- _Aim of the exercise_: The full set of records is to be reproduced verbatim.

- _The data_:

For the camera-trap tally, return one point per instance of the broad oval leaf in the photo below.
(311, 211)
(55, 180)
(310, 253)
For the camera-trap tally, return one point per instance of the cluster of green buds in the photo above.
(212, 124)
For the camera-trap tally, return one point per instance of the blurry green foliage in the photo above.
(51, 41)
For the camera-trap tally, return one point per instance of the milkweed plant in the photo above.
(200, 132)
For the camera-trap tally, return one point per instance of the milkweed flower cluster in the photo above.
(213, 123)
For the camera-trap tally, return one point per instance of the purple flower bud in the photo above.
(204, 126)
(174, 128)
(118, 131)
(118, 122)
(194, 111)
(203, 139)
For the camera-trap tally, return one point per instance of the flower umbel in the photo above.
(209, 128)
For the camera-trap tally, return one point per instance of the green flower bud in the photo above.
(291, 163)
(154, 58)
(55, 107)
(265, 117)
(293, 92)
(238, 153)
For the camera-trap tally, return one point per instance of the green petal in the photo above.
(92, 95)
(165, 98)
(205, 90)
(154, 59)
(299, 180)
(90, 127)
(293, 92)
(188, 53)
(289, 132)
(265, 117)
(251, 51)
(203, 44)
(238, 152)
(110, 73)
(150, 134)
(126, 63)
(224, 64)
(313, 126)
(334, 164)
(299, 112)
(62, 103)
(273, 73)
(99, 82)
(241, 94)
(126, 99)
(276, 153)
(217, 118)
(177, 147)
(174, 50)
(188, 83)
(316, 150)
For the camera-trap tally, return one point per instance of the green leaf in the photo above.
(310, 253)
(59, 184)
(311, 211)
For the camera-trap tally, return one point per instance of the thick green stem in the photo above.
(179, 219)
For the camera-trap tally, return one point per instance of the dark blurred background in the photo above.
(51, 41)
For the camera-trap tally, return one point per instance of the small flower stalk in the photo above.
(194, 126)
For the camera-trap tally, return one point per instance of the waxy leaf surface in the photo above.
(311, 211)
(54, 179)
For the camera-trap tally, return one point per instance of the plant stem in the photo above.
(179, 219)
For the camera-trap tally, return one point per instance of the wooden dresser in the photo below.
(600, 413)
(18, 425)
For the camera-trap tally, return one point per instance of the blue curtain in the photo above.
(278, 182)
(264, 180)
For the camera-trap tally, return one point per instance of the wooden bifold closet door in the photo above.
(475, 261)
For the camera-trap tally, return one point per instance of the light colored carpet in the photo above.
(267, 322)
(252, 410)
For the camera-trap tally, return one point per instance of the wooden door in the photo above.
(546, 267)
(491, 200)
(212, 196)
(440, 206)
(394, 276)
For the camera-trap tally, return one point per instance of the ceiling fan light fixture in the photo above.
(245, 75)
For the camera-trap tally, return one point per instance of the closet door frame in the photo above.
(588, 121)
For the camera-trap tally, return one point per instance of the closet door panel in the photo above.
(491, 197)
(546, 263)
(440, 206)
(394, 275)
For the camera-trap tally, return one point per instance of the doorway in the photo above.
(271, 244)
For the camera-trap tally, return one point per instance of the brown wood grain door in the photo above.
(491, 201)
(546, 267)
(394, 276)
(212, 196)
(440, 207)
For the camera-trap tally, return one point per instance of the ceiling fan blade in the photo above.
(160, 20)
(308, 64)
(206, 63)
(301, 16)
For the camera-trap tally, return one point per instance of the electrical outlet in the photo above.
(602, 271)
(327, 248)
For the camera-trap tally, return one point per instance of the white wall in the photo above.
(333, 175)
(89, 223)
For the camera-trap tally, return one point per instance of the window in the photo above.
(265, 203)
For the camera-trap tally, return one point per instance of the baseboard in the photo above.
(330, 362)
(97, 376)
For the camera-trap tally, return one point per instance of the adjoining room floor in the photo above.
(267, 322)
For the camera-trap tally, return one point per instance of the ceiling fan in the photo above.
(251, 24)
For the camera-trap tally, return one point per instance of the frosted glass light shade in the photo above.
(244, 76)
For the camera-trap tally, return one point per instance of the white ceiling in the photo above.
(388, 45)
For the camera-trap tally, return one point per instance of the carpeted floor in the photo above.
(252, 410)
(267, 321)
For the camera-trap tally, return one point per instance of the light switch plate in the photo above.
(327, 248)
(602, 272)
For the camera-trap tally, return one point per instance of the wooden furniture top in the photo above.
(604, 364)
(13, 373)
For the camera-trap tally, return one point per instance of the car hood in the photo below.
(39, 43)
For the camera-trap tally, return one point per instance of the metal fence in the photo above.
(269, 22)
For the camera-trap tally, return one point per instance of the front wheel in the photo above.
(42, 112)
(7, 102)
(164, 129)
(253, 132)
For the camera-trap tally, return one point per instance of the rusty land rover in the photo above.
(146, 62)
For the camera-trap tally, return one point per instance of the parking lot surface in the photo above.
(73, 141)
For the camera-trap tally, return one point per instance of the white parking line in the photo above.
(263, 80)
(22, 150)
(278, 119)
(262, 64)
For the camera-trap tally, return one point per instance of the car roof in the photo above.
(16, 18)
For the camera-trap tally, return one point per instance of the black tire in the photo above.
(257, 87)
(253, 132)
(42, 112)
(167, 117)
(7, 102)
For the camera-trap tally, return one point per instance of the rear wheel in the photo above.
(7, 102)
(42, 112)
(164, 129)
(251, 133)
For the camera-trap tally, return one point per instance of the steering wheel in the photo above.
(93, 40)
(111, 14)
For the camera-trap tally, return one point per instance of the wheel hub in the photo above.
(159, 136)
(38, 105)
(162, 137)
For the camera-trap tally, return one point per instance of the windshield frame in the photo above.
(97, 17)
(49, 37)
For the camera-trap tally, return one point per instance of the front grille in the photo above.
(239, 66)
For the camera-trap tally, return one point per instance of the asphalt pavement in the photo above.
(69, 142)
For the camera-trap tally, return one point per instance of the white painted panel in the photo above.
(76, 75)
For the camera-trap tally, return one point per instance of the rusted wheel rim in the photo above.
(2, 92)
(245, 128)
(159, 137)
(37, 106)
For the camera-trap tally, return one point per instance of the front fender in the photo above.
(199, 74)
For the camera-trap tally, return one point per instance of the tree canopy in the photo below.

- _Response_:
For the camera-trap tally, return one point per instance of the broad oval leaf in the photo below.
(311, 211)
(55, 180)
(310, 253)
For the camera-trap tally, return one point per instance of the cluster of green buds in the photo above.
(212, 124)
For the camera-trap tally, return one point per instance of the blurry green foliage in the photo above.
(51, 41)
For the camera-trap tally, return one point per instance of the milkweed plant in the photo above.
(200, 132)
For the camera-trap tally, return one point per instance of the milkweed flower cluster in the photo above.
(213, 123)
For the camera-trap tally, return one point per instance of the purple flower bud in the photo above.
(204, 126)
(174, 128)
(118, 131)
(118, 122)
(194, 111)
(203, 139)
For the camera-trap tally, return one point per instance of the flower umbel in the photo above.
(209, 128)
For the camera-trap tally, return one point per instance of the green flower bud in the photo above.
(291, 163)
(154, 58)
(55, 107)
(265, 117)
(293, 92)
(238, 153)
For the camera-trap tally, return one point per instance of the green petal in the photo above.
(92, 95)
(165, 98)
(205, 90)
(154, 59)
(299, 180)
(90, 127)
(293, 92)
(188, 53)
(289, 132)
(265, 117)
(251, 51)
(203, 44)
(238, 152)
(110, 73)
(150, 134)
(126, 63)
(224, 64)
(313, 126)
(334, 164)
(299, 112)
(62, 103)
(273, 73)
(99, 82)
(241, 94)
(126, 99)
(276, 153)
(217, 118)
(177, 147)
(174, 50)
(188, 83)
(316, 150)
For the camera-trap tally, return one point per instance of the green leaf in the photo above.
(310, 253)
(59, 184)
(311, 211)
For the camera-trap tally, return one point per instance of the thick green stem in the photo above.
(179, 219)
For the camera-trap tally, return one point per instance of the dark blurred background in the photo above.
(51, 41)
For the camera-trap tally, return one point per instance of the small flower stalk in the photo above.
(194, 126)
For the camera-trap tally, return one point per instance of the waxy leaf surface in the photo above.
(311, 211)
(54, 179)
For the camera-trap tally, return one point per instance of the plant stem in the photo above.
(179, 219)
For the camera-trap tally, return one point per instance of the wooden dresser in the photo below.
(600, 413)
(18, 425)
For the camera-trap tally, return one point per instance of the blue curtain in the photo above.
(278, 182)
(264, 180)
For the camera-trap tally, return one point per instance of the wooden bifold closet door in the photo above.
(475, 261)
For the camera-trap tally, return one point per instance of the light colored carpet in the photo above.
(267, 322)
(252, 410)
For the camera-trap tally, return one point per instance of the wooden door in the photo above.
(546, 267)
(491, 200)
(212, 196)
(440, 206)
(394, 276)
For the camera-trap tally, return one point per instance of the ceiling fan light fixture in the photo above.
(245, 75)
For the camera-trap tally, return one point per instance of the closet door frame in the photo above.
(588, 121)
For the camera-trap tally, return one point per instance of the closet door panel in the photo above.
(491, 197)
(546, 263)
(440, 206)
(394, 275)
For the camera-trap tally, return one point per instance of the doorway in the photo above.
(271, 244)
For the camera-trap tally, return one point per instance of the brown wood grain door in the photo above.
(491, 201)
(546, 267)
(394, 276)
(212, 196)
(440, 207)
For the camera-trap tally, return one point per instance of the ceiling fan blade in the photo above.
(160, 20)
(308, 64)
(206, 63)
(301, 16)
For the camera-trap tally, return one point per instance of the electrical outlet in the photo above.
(602, 271)
(327, 248)
For the camera-trap tally, return one point per instance of the white wall in the photo above.
(333, 175)
(89, 223)
For the camera-trap tally, return one point per instance of the window in the photo above.
(265, 203)
For the camera-trap tally, return one point per instance of the baseboard in the photo above.
(330, 362)
(97, 376)
For the camera-trap tally, return one point per instance of the adjoining room floor in the photo above.
(267, 322)
For the camera-trap tally, return one point per instance of the ceiling fan in the photo above.
(251, 24)
For the camera-trap tally, return one point per instance of the frosted glass light shade in the photo above.
(244, 76)
For the camera-trap tally, return one point per instance of the white ceiling in the photo above.
(388, 45)
For the camera-trap tally, return one point per instance of the carpeted floor in the photo above.
(252, 410)
(267, 321)
For the camera-trap tally, return one point per instance of the light switch plate in the photo above.
(327, 248)
(602, 272)
For the camera-trap tally, return one point per instance of the wooden furniture top in the photo above.
(604, 364)
(13, 373)
For the camera-trap tally, return one point per instance of the car hood in the photo below.
(39, 43)
For the camera-trap tally, return one point per instance of the metal fence in the photo above.
(269, 22)
For the camera-trap tally, return one point per instance of the front wheel in the photo above.
(42, 112)
(7, 102)
(164, 129)
(253, 132)
For the camera-trap tally, return one point per instance of the rusty land rover in the photo above.
(146, 62)
For the camera-trap tally, return one point per instance of the parking lot surface in the photo above.
(73, 141)
For the camera-trap tally, return one point per instance of the white parking line in the photo above.
(263, 80)
(22, 150)
(278, 119)
(262, 64)
For the camera-trap tally, return one point per instance of the car roof in the photo above.
(16, 18)
For the camera-trap tally, return one point per instance of the black tire in the photo above.
(257, 87)
(253, 132)
(42, 112)
(167, 117)
(7, 102)
For the camera-trap tally, return one point per instance of the rear wheel in the photo above.
(7, 102)
(42, 112)
(164, 129)
(251, 133)
For the camera-trap tally, return one point per instance of the steering wheel in the photo above.
(93, 40)
(111, 14)
For the camera-trap tally, return one point per instance of the wheel hub in the photo above.
(159, 136)
(38, 105)
(162, 137)
For the camera-trap tally, return one point per instance of the windshield frame in the photo above.
(97, 17)
(49, 37)
For the camera-trap tally, return one point per instance of the front grille in the photo above.
(239, 66)
For the camera-trap tally, return one point per instance of the asphalt pavement in the photo above.
(69, 142)
For the camera-trap tally, return one point per instance of the white painted panel in the photo above.
(76, 75)
For the camera-trap tally, return one point per instance of the rusted wheel rim in the photo above.
(2, 92)
(245, 128)
(159, 137)
(37, 106)
For the camera-trap tally, return one point per instance of the front fender in the photo above.
(199, 74)
For the camera-trap tally, return one point per instance of the tree canopy in the photo below.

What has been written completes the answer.